Exercise description: Report every line in the rows below that contains the string "foliage", and copy each such line in full. Case counts when matching.

Exercise material:

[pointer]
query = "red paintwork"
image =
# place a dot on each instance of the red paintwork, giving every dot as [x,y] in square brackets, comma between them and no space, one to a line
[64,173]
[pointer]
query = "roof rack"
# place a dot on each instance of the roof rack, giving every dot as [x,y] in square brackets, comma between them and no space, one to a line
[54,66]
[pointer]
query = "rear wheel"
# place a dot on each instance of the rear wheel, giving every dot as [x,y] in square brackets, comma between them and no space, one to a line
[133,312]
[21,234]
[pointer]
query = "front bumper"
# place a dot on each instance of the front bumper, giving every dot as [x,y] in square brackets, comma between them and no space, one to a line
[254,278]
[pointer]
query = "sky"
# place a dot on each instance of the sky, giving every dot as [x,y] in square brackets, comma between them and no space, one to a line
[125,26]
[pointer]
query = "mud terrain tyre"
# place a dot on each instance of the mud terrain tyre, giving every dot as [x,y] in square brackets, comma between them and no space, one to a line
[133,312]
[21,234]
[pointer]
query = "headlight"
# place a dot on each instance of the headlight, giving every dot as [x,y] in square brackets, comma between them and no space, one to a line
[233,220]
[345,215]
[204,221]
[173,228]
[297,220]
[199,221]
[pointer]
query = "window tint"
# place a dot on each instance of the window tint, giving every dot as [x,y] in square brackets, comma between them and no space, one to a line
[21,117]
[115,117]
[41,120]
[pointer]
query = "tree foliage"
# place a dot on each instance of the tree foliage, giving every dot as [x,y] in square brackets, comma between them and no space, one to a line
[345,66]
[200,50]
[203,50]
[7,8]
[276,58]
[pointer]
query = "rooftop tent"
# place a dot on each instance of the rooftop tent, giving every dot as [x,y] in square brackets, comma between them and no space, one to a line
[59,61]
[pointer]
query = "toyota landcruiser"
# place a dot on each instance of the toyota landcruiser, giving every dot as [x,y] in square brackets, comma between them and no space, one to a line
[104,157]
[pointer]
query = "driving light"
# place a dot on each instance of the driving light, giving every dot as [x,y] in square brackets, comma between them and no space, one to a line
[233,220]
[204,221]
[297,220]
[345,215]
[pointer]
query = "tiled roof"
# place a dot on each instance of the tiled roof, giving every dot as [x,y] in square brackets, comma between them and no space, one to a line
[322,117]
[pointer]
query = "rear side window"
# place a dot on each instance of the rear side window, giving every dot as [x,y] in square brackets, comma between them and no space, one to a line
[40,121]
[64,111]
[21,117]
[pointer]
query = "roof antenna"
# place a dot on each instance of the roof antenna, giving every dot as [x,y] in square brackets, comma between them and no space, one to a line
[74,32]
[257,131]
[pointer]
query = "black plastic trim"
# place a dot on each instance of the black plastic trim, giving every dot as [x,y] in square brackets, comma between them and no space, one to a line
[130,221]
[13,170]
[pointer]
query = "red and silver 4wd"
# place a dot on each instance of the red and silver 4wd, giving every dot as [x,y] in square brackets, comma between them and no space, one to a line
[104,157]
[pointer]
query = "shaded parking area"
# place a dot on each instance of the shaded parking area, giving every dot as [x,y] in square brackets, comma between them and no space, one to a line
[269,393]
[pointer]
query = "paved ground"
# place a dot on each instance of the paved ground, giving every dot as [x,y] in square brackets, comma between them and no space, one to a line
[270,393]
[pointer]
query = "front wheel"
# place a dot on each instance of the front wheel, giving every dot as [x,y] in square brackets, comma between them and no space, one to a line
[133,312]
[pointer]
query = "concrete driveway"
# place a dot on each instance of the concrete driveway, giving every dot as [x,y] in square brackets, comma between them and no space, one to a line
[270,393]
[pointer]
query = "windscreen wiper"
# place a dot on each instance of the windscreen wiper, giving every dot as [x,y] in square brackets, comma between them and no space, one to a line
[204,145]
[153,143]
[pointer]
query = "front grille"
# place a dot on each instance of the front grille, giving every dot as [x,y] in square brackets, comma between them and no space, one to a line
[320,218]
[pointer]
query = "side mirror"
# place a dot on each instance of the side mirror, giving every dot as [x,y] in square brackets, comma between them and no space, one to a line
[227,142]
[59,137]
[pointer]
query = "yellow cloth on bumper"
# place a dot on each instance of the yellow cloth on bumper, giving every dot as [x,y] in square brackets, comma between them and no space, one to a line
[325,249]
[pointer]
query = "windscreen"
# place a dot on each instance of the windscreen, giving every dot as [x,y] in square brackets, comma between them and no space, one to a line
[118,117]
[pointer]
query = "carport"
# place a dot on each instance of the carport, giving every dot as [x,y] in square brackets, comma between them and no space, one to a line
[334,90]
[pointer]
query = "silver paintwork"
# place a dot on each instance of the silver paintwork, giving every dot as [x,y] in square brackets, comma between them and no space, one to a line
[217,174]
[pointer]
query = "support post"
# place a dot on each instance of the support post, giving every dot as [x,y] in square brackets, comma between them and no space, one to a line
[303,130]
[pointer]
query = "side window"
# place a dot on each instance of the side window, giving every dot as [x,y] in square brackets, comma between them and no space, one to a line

Output below:
query = "tree foliage"
# place a dot on each instance of the tree foliage, giving every dot as [x,y] in square brackets, comma between them and no space, one to a line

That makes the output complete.